I want to note something as I tell this story. This birth was almost 9 years ago. I was 27, I was strong-willed, independent (to a fault in many ways), and I had a sense of invincibility that ultimately didn’t serve me in this experience. The story I am about to share is not an easy one to write. It wasn’t an easy one to live through. It’s also extremely common. And it’s the reason I am the person that I am today. I’m grateful for every single moment of it because without this story I wouldn’t be on the path I am on right now, trying to improve our maternal healthcare system, trying to increase our focus on mothers, and trying to change the world so that my story becomes the exception instead of the norm.
It was July 2012, and we were in the middle of a heat wave. I was 40 weeks and 4 days pregnant and I was at an appointment getting some standard monitoring for that gestation: Sonogram, blood pressure, non-stress test for baby. When the blood pressure cuff deflated I looked at the number on the screen and both of them were over 100. I didn’t know a lot about blood pressure numbers but I was pretty sure that was very high. The tech barely noticed. I had to ask if that was okay. They seemed completely unbothered. The appointment wrapped up and as I was leaving I asked them again about that number. They said they would call my midwife and sent me on my way.
As I walked out of the appointment onto the Brooklyn sidewalk my cell phone rang. The midwife told me I needed to head to the hospital for monitoring, immediately. I hung up and burst into tears. I was alone. It was not going to be the last time I was alone in this journey. I called my husband and my parents and told them I was heading into the hospital and to please meet me there.
One of the midwives, the one who had called me, met me at the hospital. She put me on the blood pressure monitor and had me relax and take deep breaths. My numbers slowly came down. There was a woman who was screaming and clearly either in active labor or pushing her baby out in a room nearby. I couldn’t stop laughing at the noises she was making. Looking back, it must have been a nervous response. I’m the kind of person that laughs at funerals. Sometimes life gets a little too serious and I get the giggles. This was one of those moments. It was fun, funny, and it was all feeling okay. The mood was light.

Listed entries:
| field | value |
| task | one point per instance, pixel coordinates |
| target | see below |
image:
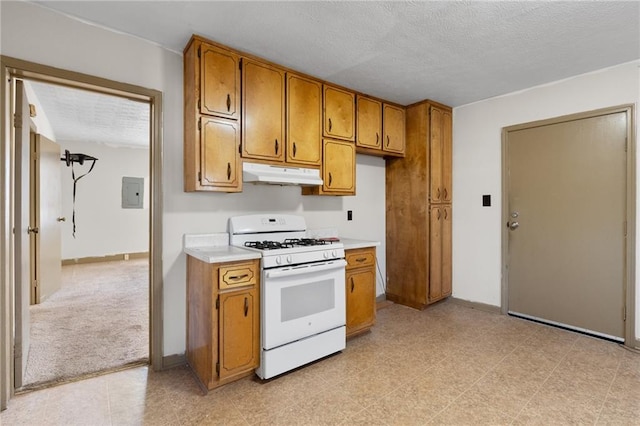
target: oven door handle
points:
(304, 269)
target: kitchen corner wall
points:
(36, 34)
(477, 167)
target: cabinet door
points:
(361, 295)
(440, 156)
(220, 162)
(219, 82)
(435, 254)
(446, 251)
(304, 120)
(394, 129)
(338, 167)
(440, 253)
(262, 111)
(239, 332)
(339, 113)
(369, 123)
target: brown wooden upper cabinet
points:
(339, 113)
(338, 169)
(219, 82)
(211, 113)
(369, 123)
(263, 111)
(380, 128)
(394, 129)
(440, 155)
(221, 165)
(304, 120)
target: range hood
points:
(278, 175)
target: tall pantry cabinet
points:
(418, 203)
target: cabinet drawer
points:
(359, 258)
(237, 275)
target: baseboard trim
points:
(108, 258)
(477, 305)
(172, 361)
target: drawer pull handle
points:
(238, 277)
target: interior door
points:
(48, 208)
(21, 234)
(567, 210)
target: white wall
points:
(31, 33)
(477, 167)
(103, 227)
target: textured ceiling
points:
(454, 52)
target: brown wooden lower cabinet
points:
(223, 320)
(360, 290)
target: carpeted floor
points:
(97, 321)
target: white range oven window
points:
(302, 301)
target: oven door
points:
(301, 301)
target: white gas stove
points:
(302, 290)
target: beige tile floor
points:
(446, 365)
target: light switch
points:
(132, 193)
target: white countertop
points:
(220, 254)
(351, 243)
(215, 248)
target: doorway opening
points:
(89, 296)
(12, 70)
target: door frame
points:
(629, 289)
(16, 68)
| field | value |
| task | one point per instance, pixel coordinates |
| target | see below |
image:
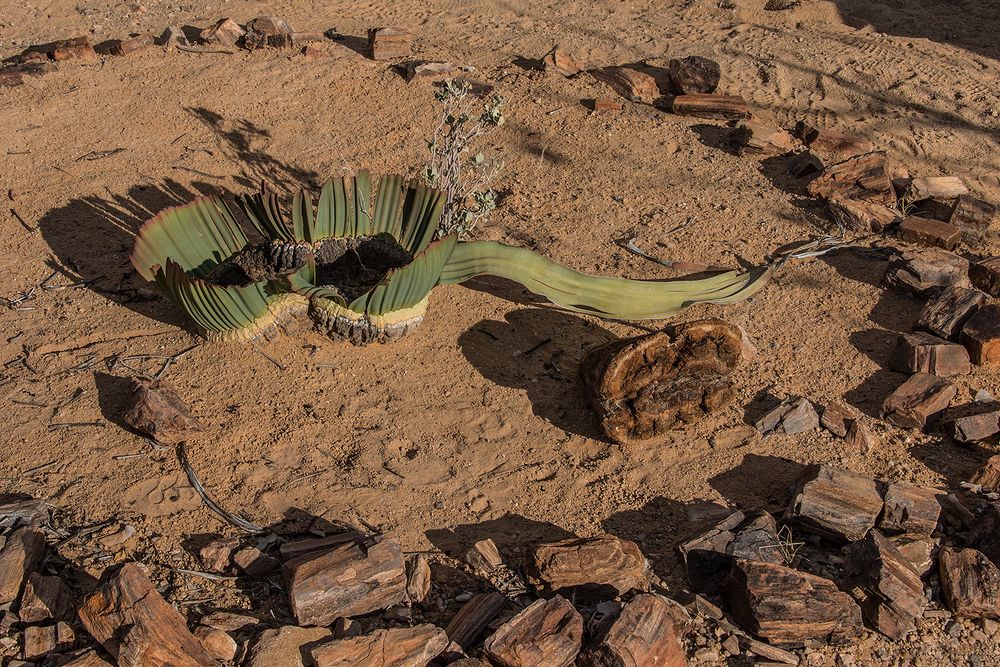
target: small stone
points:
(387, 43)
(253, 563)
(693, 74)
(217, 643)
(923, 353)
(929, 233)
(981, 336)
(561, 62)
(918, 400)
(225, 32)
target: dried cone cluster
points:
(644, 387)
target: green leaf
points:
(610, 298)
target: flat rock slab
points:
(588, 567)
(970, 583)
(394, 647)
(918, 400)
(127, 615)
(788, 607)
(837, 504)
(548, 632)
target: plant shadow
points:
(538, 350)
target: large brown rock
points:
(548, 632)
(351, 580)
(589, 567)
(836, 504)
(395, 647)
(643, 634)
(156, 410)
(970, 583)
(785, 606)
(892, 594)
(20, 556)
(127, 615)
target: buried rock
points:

What is required: Name every type of standard monitoring that the birth story says the narrator was getting at her appointment at 40 weeks and 4 days.

Exercise output:
- Sonogram
- Blood pressure
- Non-stress test for baby